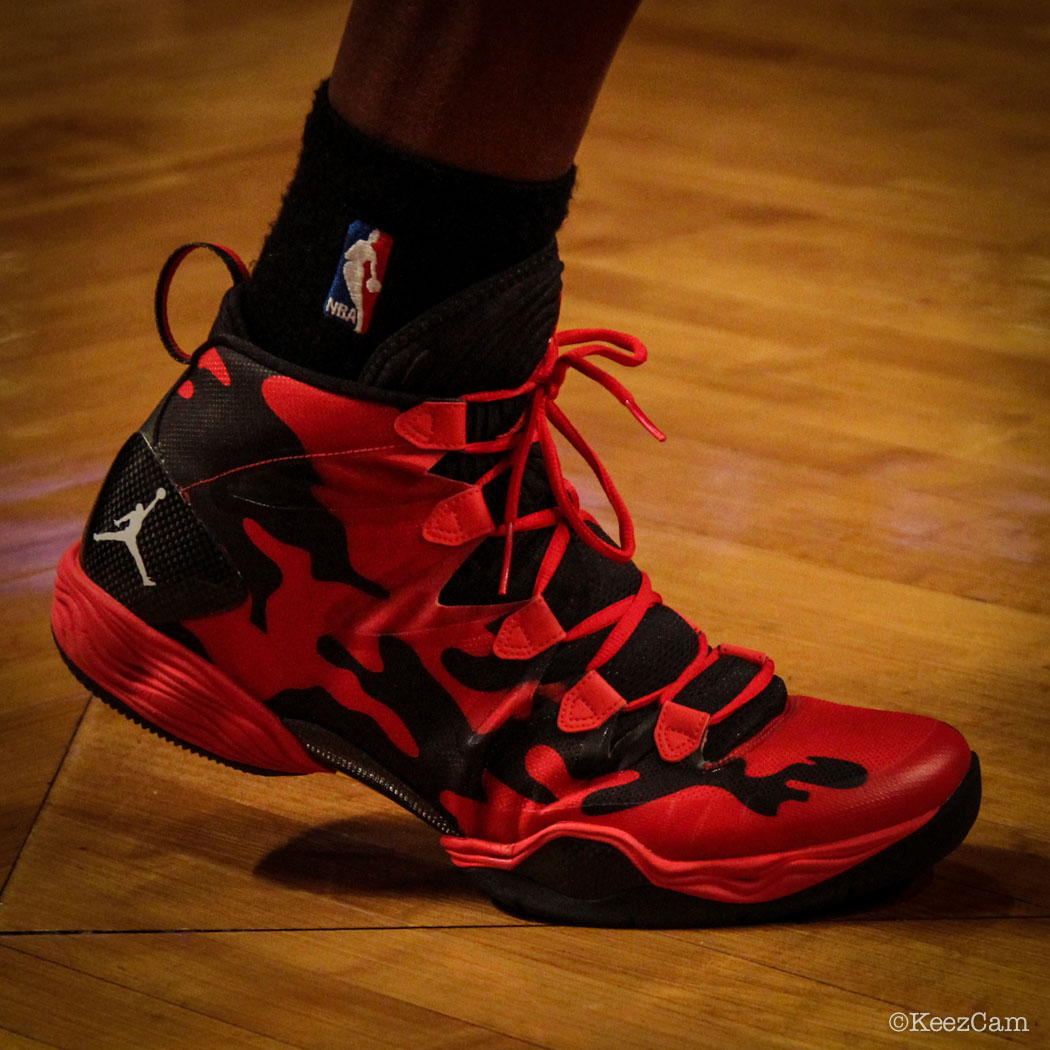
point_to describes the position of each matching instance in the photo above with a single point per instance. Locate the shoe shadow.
(373, 855)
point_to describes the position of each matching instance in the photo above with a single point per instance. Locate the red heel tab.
(590, 702)
(233, 263)
(459, 519)
(679, 731)
(434, 424)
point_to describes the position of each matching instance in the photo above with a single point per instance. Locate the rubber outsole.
(635, 902)
(555, 883)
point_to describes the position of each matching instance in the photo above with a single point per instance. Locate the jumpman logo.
(129, 533)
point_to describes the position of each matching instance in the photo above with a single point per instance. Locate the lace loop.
(543, 412)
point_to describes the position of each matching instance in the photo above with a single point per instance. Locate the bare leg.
(503, 87)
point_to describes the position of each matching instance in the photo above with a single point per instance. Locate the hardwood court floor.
(832, 225)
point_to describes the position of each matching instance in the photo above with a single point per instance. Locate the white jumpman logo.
(358, 256)
(129, 534)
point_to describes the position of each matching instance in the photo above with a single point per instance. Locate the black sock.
(369, 237)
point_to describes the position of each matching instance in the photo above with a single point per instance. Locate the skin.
(503, 87)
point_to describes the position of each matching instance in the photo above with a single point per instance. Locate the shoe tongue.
(488, 337)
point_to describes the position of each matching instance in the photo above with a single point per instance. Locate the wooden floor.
(831, 223)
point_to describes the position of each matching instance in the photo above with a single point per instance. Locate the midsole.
(165, 683)
(736, 880)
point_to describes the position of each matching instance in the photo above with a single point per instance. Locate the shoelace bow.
(571, 350)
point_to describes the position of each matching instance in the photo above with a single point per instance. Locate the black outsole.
(630, 900)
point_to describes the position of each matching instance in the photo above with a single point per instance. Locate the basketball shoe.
(392, 578)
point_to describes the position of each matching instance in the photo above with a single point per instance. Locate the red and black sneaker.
(392, 578)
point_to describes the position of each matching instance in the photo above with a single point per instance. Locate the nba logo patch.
(359, 275)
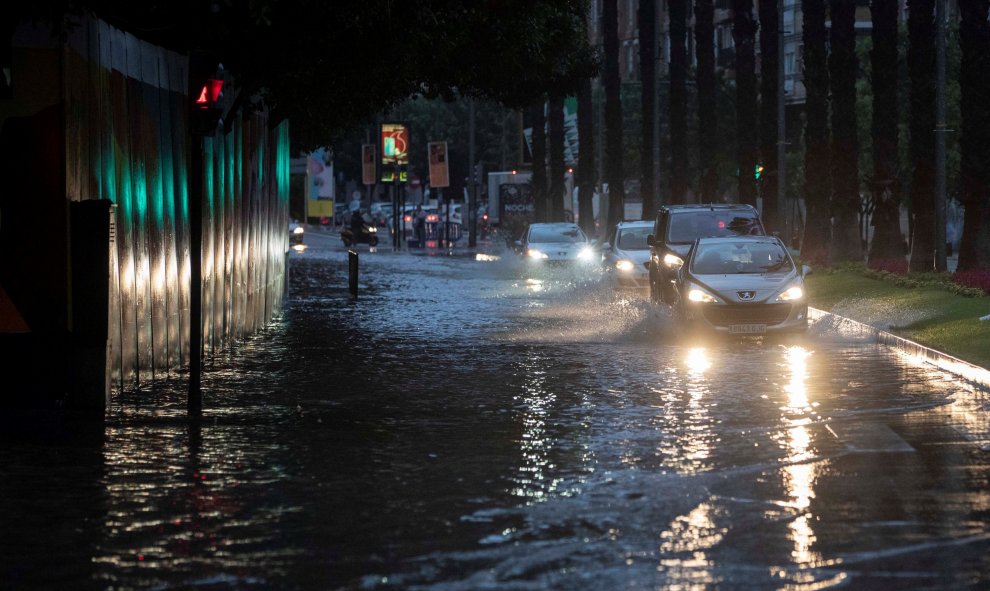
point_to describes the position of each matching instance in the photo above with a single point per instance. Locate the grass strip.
····················
Please rewrite the lines starting with the one containing "the shoelace bow." and continuing through the last of the lines, swapping "photo" for "image" and keeping everything else the same. Leave the pictures out of your answer.

point_to describes the position of each matching instance in the image above with a single point per instance. Locate the shoelace bow.
(571, 350)
point_to describes the position of each matching instance in the image above with a single point per instance. Locate the black outsole.
(630, 900)
point_to describes the position of each matching instance in the image above with a single point per instance. Locate the basketball shoe.
(392, 578)
point_to describes the position of each matching instance in the image above with a single point per instance. Locate the red and black sneaker.
(392, 578)
point_to describes the position of each matching instance in the image above with a single point per instance. Locate the nba logo patch.
(359, 275)
point_to describes the position of each matching instance in the image above with a single point per instance. Locate the grass strip.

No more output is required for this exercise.